Texto fornecido
####

Meio Ambiente

O plano ‘maluco’ para salvar o gelo marinho do Ártico

“Temos que reduzir as emissões, mas mesmo que o façamos o mais rapidamente possível, o Ártico ainda vai derreter.”

À medida que o gelo marinho desaparece, a superfície escura do oceano pode absorver mais energia do Sol, o que por consequência acelera ainda mais o aquecimento. Portanto, os pesquisadores querem engrossá-lo para impedir que derreta.

Trata-se de uma das mais malucas áreas de pesquisa da geoengenharia: intervir deliberadamente no sistema climático da Terra para tentar neutralizar os danos causados pela ação humana.

Geoengenharia engloba esforços mais consolidados para reter os gases que aquecem o planeta, como plantar mais árvores e enterrar carbono no subsolo.

Mas medidas experimentais pretendem ir um passo além, buscando reduzir a energia absorvida pela Terra.

Muitos cientistas se opõem fortemente ao método, alertando que tais tentativas desviam a atenção da medida mais necessária, que é a redução das emissões de carbono, e podem causar mais danos do que benefícios.

Mas um pequeno número de defensores afirma que a abordagem poderia ajudar o planeta.

O objetivo final da experiência no Ártico é engrossar o gelo marinho o suficiente para abrandar ou mesmo reverter o derretimento já observado, diz o Dr. Shaun Fitzgerald, cuja equipe do Centro de Reparação Climática da Universidade de Cambridge está por trás do projeto.

Funcionará ou será, como disse um cientista, “bastante maluco”?

“Na verdade, não sabemos o suficiente para determinar se esta é uma boa ou má ideia”, admite Fitzgerald.

Os pesquisadores têm enfrentado condições adversas em Cambridge Bay, uma pequena vila canadense no Círculo Polar Ártico.

“Está muito frio”, diz Andrea Ceccolini, da Real Ice, empresa britânica que lidera a viagem. Ela concedeu entrevista à BBC por Zoom, com uma conexão irregular de dentro de uma tenda branca.

“É cerca de -30ºC com vento forte, o que leva a sensação térmica para -45ºC.”

####

Entradas de rotulagem de contornos

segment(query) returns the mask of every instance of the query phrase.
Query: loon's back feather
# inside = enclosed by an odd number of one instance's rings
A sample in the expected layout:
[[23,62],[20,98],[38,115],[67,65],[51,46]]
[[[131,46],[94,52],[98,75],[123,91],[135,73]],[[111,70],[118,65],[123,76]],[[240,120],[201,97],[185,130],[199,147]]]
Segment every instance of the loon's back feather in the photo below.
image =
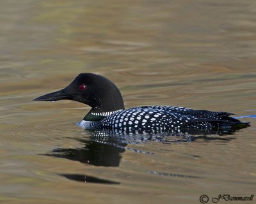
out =
[[134,107],[115,113],[102,120],[102,127],[118,129],[212,128],[241,123],[227,112],[194,110],[177,106]]

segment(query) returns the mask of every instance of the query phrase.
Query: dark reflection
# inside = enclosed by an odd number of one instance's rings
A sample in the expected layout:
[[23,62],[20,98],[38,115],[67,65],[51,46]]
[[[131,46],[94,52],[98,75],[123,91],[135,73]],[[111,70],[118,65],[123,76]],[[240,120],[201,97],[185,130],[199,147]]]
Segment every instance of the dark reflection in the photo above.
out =
[[61,176],[66,177],[67,178],[79,181],[84,183],[99,183],[99,184],[120,184],[120,182],[116,182],[115,181],[98,178],[93,177],[90,177],[82,174],[72,174],[72,173],[60,173]]
[[76,139],[84,145],[83,148],[56,149],[46,154],[56,157],[77,161],[94,166],[118,166],[126,143],[115,137],[95,137],[93,135],[84,139]]
[[[125,150],[147,154],[154,152],[146,152],[142,150],[131,148],[127,145],[141,144],[149,142],[161,142],[164,144],[189,143],[196,140],[200,142],[209,142],[218,141],[228,142],[235,139],[234,133],[239,129],[221,128],[217,130],[207,129],[177,129],[161,132],[154,131],[145,132],[131,131],[124,132],[116,130],[85,130],[86,135],[84,138],[74,138],[84,147],[77,148],[58,148],[52,152],[44,155],[65,158],[72,161],[94,166],[118,166],[120,165],[122,154]],[[166,147],[166,146],[165,146]],[[170,150],[168,149],[168,150]],[[154,151],[154,150],[152,150]],[[180,175],[168,173],[161,173],[149,171],[150,173],[160,175],[188,177],[193,176]],[[102,184],[118,184],[115,181],[106,180],[96,177],[86,176],[79,174],[59,174],[67,178],[86,182],[98,182]]]

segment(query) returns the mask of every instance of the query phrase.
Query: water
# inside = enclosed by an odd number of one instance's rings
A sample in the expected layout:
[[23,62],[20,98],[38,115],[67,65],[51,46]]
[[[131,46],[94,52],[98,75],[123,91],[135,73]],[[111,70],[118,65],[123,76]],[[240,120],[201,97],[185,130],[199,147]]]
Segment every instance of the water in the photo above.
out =
[[[198,203],[255,189],[254,1],[1,1],[3,203]],[[93,138],[89,108],[32,101],[79,73],[110,78],[127,108],[236,113],[231,135]]]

####

Objetivo A
Traduza para o inglês a frase "Os pesquisadores têm enfrentado condições adversas em Cambridge Bay, uma pequena vila canadense no Círculo Polar Ártico.", retirada do texto sobre o gelo marinho do Ártico.
Objetivo B
No texto sobre o gelo marinho do Ártico, atualize o trecho que se inicia com as palavras "À medida que" e vai até "absorvida pela Terra.", trocando "subsolo" por "solo".
Objetivo C
Segundo o texto sobre o gelo marinho do Ártico, de qual universidade é o centro cuja equipe está por trás do projeto?
Os registros provêm de uma fonte diferente.

Resultado final A
The researchers have been facing harsh conditions in Cambridge Bay, a small Canadian village in the Arctic Circle.

Resultado final B
À medida que o gelo marinho desaparece, a superfície escura do oceano pode absorver mais energia do Sol, o que por consequência acelera ainda mais o aquecimento. Portanto, os pesquisadores querem engrossá-lo para impedir que derreta.

Trata-se de uma das mais malucas áreas de pesquisa da geoengenharia: intervir deliberadamente no sistema climático da Terra para tentar neutralizar os danos causados pela ação humana.

Geoengenharia engloba esforços mais consolidados para reter os gases que aquecem o planeta, como plantar mais árvores e enterrar carbono no solo.

Mas medidas experimentais pretendem ir um passo além, buscando reduzir a energia absorvida pela Terra.

Resultado final C
Da Universidade de Cambridge.